#### ACTION ITEM
Print nothing except the lines of the listing below from the line with "box: [328, 108, 353, 191]" to the line with "positive clicks: (339, 126)", each exactly as written, both ends included.

--------------------

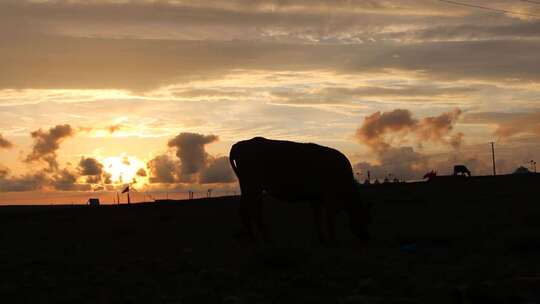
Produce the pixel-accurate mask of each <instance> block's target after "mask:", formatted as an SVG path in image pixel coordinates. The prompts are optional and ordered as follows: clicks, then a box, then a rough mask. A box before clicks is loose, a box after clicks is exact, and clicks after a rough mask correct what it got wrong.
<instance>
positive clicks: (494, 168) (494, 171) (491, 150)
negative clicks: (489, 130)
mask: <svg viewBox="0 0 540 304" xmlns="http://www.w3.org/2000/svg"><path fill="white" fill-rule="evenodd" d="M490 144H491V158H492V160H493V175H497V169H495V147H494V145H495V143H494V142H490Z"/></svg>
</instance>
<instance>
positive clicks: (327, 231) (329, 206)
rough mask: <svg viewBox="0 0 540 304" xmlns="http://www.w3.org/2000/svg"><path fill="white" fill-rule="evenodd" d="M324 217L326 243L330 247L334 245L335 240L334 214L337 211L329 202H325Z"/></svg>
mask: <svg viewBox="0 0 540 304" xmlns="http://www.w3.org/2000/svg"><path fill="white" fill-rule="evenodd" d="M324 207H325V208H324V209H325V215H326V230H327V232H328V243H329V244H330V245H335V244H336V242H337V240H336V214H337V210H336V208H335V206H333V205H332V203H331V202H328V201H327V202H325V205H324Z"/></svg>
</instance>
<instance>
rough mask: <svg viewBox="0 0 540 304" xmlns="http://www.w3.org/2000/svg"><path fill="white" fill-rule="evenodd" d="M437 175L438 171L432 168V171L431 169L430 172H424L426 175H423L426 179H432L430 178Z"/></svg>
mask: <svg viewBox="0 0 540 304" xmlns="http://www.w3.org/2000/svg"><path fill="white" fill-rule="evenodd" d="M435 176H437V171H435V170H431V171H429V172H428V173H426V174H424V177H423V178H424V179H426V178H427V179H428V180H430V179H432V178H434V177H435Z"/></svg>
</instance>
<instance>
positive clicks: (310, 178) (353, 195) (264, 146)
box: [229, 137, 370, 243]
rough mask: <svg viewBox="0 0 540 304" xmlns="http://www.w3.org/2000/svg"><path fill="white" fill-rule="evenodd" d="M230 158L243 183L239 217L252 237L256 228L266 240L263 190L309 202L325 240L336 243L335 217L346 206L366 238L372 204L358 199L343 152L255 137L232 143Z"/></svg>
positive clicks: (266, 230)
mask: <svg viewBox="0 0 540 304" xmlns="http://www.w3.org/2000/svg"><path fill="white" fill-rule="evenodd" d="M229 160H230V163H231V166H232V168H233V170H234V172H235V174H236V176H237V177H238V180H239V182H240V189H241V191H242V195H241V204H240V215H241V217H242V221H243V224H244V227H245V228H246V230H247V232H248V234H249V236H250V237H252V238H255V237H256V234H255V232H256V231H255V230H257V231H258V233H260V234H262V237H263V238H265V239H268V231H267V229H266V226H265V225H264V223H263V216H262V214H261V213H262V212H261V204H262V194H263V191H264V192H266V193H267V194H268V195H270V196H273V197H275V198H277V199H280V200H283V201H310V202H311V205H312V207H313V211H314V214H315V221H316V224H317V227H318V237H319V239H320V240H321V242H323V243H324V242H327V241H329V242H334V241H335V218H336V214H337V212H338V211H339V210H343V209H345V210H346V211H348V214H349V221H350V226H351V230H352V232H353V233H354V234H355V235H356V236H358V237H359V238H361V239H363V240H366V239H367V238H368V224H369V221H370V218H369V216H370V215H369V209H370V208H369V206H368V205H366V204H364V203H363V202H362V201H361V200H360V197H359V194H360V193H359V189H358V186H357V185H356V181H355V180H354V175H353V170H352V167H351V164H350V162H349V160H348V159H347V158H346V157H345V155H343V154H342V153H341V152H339V151H337V150H335V149H332V148H328V147H324V146H320V145H317V144H313V143H297V142H292V141H284V140H270V139H266V138H263V137H255V138H252V139H249V140H244V141H240V142H237V143H236V144H234V145H233V146H232V148H231V151H230V154H229ZM325 228H326V229H325Z"/></svg>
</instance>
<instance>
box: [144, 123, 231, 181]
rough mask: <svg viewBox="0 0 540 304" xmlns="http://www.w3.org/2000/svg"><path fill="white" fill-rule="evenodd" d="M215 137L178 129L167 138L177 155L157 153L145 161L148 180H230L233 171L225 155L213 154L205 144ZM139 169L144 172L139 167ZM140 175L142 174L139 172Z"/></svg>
mask: <svg viewBox="0 0 540 304" xmlns="http://www.w3.org/2000/svg"><path fill="white" fill-rule="evenodd" d="M217 140H218V137H217V136H216V135H203V134H197V133H180V134H178V135H177V136H176V137H174V138H172V139H171V140H169V142H168V146H169V147H170V148H174V149H175V152H176V157H177V159H175V158H173V157H172V156H169V155H167V154H163V155H158V156H156V157H154V158H153V159H152V160H150V161H149V162H148V164H147V167H148V169H149V170H148V171H149V172H148V173H149V181H150V183H166V184H175V183H198V184H211V183H230V182H234V181H235V177H234V173H233V172H232V169H231V167H230V164H229V159H228V157H226V156H222V157H217V158H214V157H212V156H210V155H209V154H208V153H207V152H206V151H205V145H207V144H209V143H212V142H215V141H217ZM143 173H144V174H146V172H145V171H144V170H143ZM141 176H144V175H141Z"/></svg>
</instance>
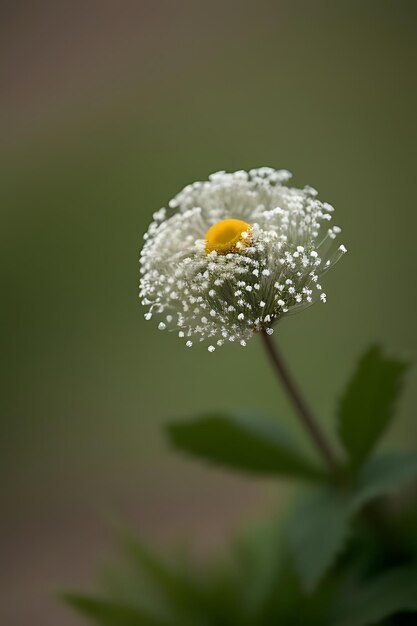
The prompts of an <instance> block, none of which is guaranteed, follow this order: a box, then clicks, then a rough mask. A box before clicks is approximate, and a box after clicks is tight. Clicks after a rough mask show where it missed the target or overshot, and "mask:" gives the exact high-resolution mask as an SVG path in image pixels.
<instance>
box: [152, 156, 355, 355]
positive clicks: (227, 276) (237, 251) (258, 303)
mask: <svg viewBox="0 0 417 626" xmlns="http://www.w3.org/2000/svg"><path fill="white" fill-rule="evenodd" d="M290 177H291V174H290V173H289V172H288V171H287V170H274V169H271V168H267V167H263V168H259V169H254V170H250V172H244V171H238V172H234V173H225V172H216V173H215V174H212V175H211V176H210V177H209V180H208V181H205V182H196V183H193V184H191V185H188V186H187V187H185V188H184V189H183V190H182V191H181V192H180V193H179V194H178V195H177V196H175V198H173V199H172V200H171V201H170V202H169V209H165V208H163V209H160V210H159V211H157V212H156V213H154V215H153V221H152V223H151V224H150V226H149V229H148V232H147V233H146V234H145V236H144V239H145V243H144V246H143V249H142V252H141V258H140V263H141V280H140V297H141V299H142V304H143V305H144V306H146V307H147V312H146V313H145V319H147V320H150V319H152V318H153V317H154V315H155V316H156V317H159V319H160V320H161V318H162V319H163V321H162V320H161V321H159V323H158V328H159V329H161V330H165V329H166V328H167V329H173V330H177V334H178V336H179V337H180V338H181V339H183V340H184V341H185V344H186V346H187V347H191V346H192V345H193V341H194V340H198V341H203V340H205V339H210V340H211V343H210V345H209V347H208V350H209V351H210V352H214V351H215V349H216V348H215V345H216V346H221V345H223V343H224V341H225V340H228V341H231V342H233V341H238V342H239V343H240V345H241V346H245V345H246V343H247V341H248V339H250V338H251V336H252V335H253V333H254V332H256V331H259V330H262V329H265V330H266V332H268V333H269V334H270V333H272V332H273V329H272V324H273V323H274V322H276V321H277V320H279V319H280V318H281V317H283V316H284V315H286V314H288V313H289V312H292V310H294V311H295V310H300V309H301V308H304V307H306V306H309V305H310V304H311V303H312V302H313V301H314V295H315V294H317V296H318V299H320V300H321V301H322V302H325V301H326V294H324V293H323V292H322V291H321V285H320V283H319V282H318V278H319V277H320V276H321V275H322V274H324V273H325V272H326V271H327V270H328V269H329V268H330V267H331V266H333V265H334V264H335V263H336V262H337V261H338V260H339V258H340V257H341V256H342V255H343V254H344V253H345V252H346V248H345V246H344V245H343V244H342V245H340V246H339V247H338V248H335V247H334V244H333V240H334V239H335V238H336V237H337V235H338V234H339V233H340V228H339V227H337V226H332V227H330V226H329V221H330V220H331V218H332V215H331V214H332V213H333V207H332V206H331V205H329V204H328V203H326V202H321V201H319V200H318V199H317V192H316V190H315V189H313V188H312V187H304V189H296V188H293V187H288V186H287V185H286V182H287V181H288V180H289V179H290ZM226 219H239V220H242V221H244V222H246V223H248V224H250V226H251V236H250V240H249V239H248V240H247V241H246V240H245V243H244V244H242V245H241V246H240V247H239V249H238V250H237V251H234V252H229V253H227V254H220V253H217V252H216V251H212V252H209V253H207V252H206V250H205V234H206V232H207V230H208V229H209V228H210V227H211V226H213V225H214V224H216V223H217V222H219V221H221V220H226ZM245 239H246V238H245ZM214 344H215V345H214Z"/></svg>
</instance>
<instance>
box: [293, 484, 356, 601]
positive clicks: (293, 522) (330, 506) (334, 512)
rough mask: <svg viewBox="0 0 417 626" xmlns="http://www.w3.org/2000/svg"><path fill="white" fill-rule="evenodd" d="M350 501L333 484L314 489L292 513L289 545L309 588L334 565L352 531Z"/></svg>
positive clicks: (300, 574) (310, 589) (299, 572)
mask: <svg viewBox="0 0 417 626" xmlns="http://www.w3.org/2000/svg"><path fill="white" fill-rule="evenodd" d="M350 518H351V510H350V501H349V498H347V497H346V495H344V494H340V493H339V492H338V491H337V490H336V489H334V488H331V487H329V488H321V489H315V490H314V491H313V492H312V493H310V494H308V496H306V497H305V498H304V499H302V500H301V502H300V505H299V506H298V507H297V509H296V511H295V514H294V515H293V516H292V518H291V520H290V523H289V529H288V538H289V549H290V552H291V554H292V556H293V558H294V563H295V566H296V569H297V572H298V573H299V575H300V578H301V580H302V582H303V584H304V587H305V589H306V590H307V591H312V590H313V589H314V588H315V587H316V585H317V583H318V582H319V581H320V579H321V578H322V576H323V575H324V574H325V573H326V571H327V570H328V569H329V568H330V567H331V566H332V565H333V563H334V561H335V559H336V557H337V556H338V554H339V553H340V552H341V550H342V549H343V547H344V544H345V542H346V540H347V537H348V534H349V522H350Z"/></svg>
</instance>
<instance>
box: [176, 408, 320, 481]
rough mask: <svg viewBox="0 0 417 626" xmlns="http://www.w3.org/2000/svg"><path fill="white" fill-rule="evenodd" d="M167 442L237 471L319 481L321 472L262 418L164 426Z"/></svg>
mask: <svg viewBox="0 0 417 626" xmlns="http://www.w3.org/2000/svg"><path fill="white" fill-rule="evenodd" d="M168 435H169V438H170V440H171V442H172V443H173V444H174V445H175V446H176V447H177V448H178V449H180V450H182V451H184V452H187V453H188V454H190V455H193V456H196V457H199V458H202V459H205V460H206V461H209V462H211V463H215V464H217V465H222V466H224V467H231V468H233V469H236V470H239V471H241V472H250V473H254V474H264V475H276V474H278V475H285V476H294V477H297V478H304V479H319V478H322V477H323V472H322V471H321V470H320V469H318V468H316V467H315V465H314V464H312V463H311V462H310V460H309V459H306V458H304V457H303V455H302V453H301V452H300V451H299V450H297V449H296V447H295V446H294V445H293V444H292V443H291V442H290V440H289V438H288V436H287V435H286V434H285V432H284V431H283V430H282V428H280V427H279V425H278V424H276V423H275V422H273V421H272V420H270V419H266V418H262V417H249V416H246V415H222V414H213V415H207V416H203V417H201V418H198V419H195V420H193V421H180V422H175V423H173V424H170V425H169V426H168Z"/></svg>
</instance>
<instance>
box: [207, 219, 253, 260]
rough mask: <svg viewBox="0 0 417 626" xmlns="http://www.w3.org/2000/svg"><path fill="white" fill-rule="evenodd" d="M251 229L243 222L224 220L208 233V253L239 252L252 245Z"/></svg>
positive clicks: (207, 238) (207, 247) (207, 249)
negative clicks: (213, 252) (250, 240)
mask: <svg viewBox="0 0 417 626" xmlns="http://www.w3.org/2000/svg"><path fill="white" fill-rule="evenodd" d="M250 234H251V227H250V225H249V224H247V223H246V222H243V221H242V220H233V219H232V220H222V221H221V222H217V224H214V225H213V226H211V227H210V228H209V229H208V231H207V232H206V252H213V250H215V251H216V252H217V253H218V254H227V253H228V252H239V251H240V250H242V249H243V248H246V247H247V246H248V245H249V244H250Z"/></svg>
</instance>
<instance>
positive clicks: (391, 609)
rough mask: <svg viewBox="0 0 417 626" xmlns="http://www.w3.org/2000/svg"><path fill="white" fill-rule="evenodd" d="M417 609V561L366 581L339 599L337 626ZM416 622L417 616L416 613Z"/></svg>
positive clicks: (335, 624)
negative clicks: (414, 563)
mask: <svg viewBox="0 0 417 626" xmlns="http://www.w3.org/2000/svg"><path fill="white" fill-rule="evenodd" d="M415 611H417V565H412V566H407V567H399V568H395V569H392V570H390V571H388V572H385V573H383V574H380V575H379V576H378V577H376V578H373V579H371V580H368V581H363V582H362V583H361V585H360V587H359V588H357V589H356V591H354V592H353V593H351V594H349V596H347V597H343V598H341V599H340V603H339V605H338V606H337V607H336V609H335V611H334V617H335V621H334V622H332V624H333V623H334V626H371V625H372V624H377V623H378V624H379V622H380V621H381V620H383V619H386V618H388V617H390V616H391V615H395V613H400V612H415ZM416 623H417V617H416Z"/></svg>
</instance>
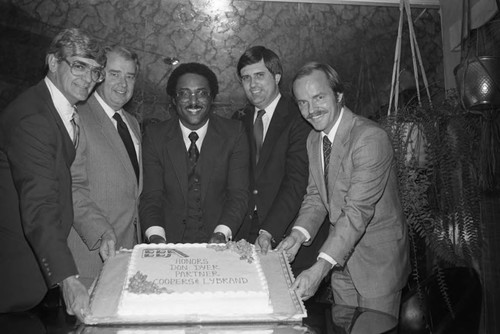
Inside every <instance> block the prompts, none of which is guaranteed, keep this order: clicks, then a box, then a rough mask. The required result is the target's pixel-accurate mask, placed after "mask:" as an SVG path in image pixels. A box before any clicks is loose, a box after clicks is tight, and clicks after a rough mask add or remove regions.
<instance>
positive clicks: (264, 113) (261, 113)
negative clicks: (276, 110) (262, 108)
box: [257, 109, 266, 119]
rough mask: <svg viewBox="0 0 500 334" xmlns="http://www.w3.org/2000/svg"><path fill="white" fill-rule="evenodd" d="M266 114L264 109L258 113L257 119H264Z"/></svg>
mask: <svg viewBox="0 0 500 334" xmlns="http://www.w3.org/2000/svg"><path fill="white" fill-rule="evenodd" d="M265 113H266V111H265V110H264V109H261V110H259V111H257V119H262V116H264V114H265Z"/></svg>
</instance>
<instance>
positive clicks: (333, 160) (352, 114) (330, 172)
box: [328, 108, 353, 191]
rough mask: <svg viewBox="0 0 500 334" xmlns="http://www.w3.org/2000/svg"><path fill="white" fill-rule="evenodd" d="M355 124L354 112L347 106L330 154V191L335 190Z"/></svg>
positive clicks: (339, 126)
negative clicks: (351, 111) (342, 163)
mask: <svg viewBox="0 0 500 334" xmlns="http://www.w3.org/2000/svg"><path fill="white" fill-rule="evenodd" d="M352 126H353V114H352V112H350V111H349V110H348V109H347V108H345V109H344V114H343V116H342V119H341V120H340V124H339V127H338V130H337V133H336V134H335V138H334V139H333V144H332V154H331V156H330V164H329V166H328V183H329V184H330V186H329V187H328V189H329V190H330V191H335V183H336V180H337V177H338V175H339V171H340V165H341V163H342V161H343V159H344V156H345V154H346V152H347V149H346V147H347V146H346V144H347V142H348V141H349V134H350V132H351V129H352Z"/></svg>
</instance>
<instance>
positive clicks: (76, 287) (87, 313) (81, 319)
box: [61, 276, 90, 322]
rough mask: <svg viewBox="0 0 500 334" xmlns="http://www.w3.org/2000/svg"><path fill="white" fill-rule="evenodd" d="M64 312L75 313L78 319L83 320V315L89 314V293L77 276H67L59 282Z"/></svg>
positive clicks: (82, 321)
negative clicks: (60, 290)
mask: <svg viewBox="0 0 500 334" xmlns="http://www.w3.org/2000/svg"><path fill="white" fill-rule="evenodd" d="M61 288H62V294H63V299H64V303H65V304H66V312H67V313H68V314H69V315H75V316H76V317H77V318H78V320H80V321H81V322H84V319H85V316H86V315H88V314H90V308H89V293H88V292H87V288H86V287H85V286H84V285H83V284H82V282H80V280H79V279H78V278H77V276H70V277H67V278H66V279H65V280H64V281H62V283H61Z"/></svg>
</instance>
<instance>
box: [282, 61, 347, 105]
mask: <svg viewBox="0 0 500 334" xmlns="http://www.w3.org/2000/svg"><path fill="white" fill-rule="evenodd" d="M313 71H321V72H323V73H325V75H326V78H327V80H328V83H329V85H330V88H331V89H332V91H333V92H334V93H335V94H342V93H343V92H344V84H343V83H342V80H340V75H339V74H338V73H337V71H335V70H334V69H333V67H331V66H330V65H328V64H322V63H319V62H316V61H311V62H309V63H306V64H305V65H304V66H302V67H301V68H300V69H299V70H298V72H297V73H296V74H295V76H294V77H293V80H292V85H291V86H292V87H291V88H292V89H291V91H292V94H293V83H294V82H295V81H297V80H298V79H300V78H302V77H305V76H307V75H310V74H311V73H312V72H313ZM343 100H344V99H343V98H342V101H341V103H342V105H343V102H344V101H343Z"/></svg>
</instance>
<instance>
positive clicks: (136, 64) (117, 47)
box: [104, 44, 141, 76]
mask: <svg viewBox="0 0 500 334" xmlns="http://www.w3.org/2000/svg"><path fill="white" fill-rule="evenodd" d="M104 52H105V53H106V56H108V55H109V54H110V53H115V54H117V55H118V56H120V57H122V58H123V59H125V60H132V61H133V62H134V63H135V75H136V76H137V74H138V73H139V70H140V68H141V65H140V64H139V56H137V53H135V52H134V51H132V50H130V49H128V48H126V47H124V46H121V45H118V44H116V45H109V46H106V47H104Z"/></svg>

--------------------

#### TASK RESPONSE
box: [328, 108, 353, 191]
rough mask: <svg viewBox="0 0 500 334" xmlns="http://www.w3.org/2000/svg"><path fill="white" fill-rule="evenodd" d="M355 124L354 112L347 106L330 154V191L335 190Z"/></svg>
positive clicks: (339, 126)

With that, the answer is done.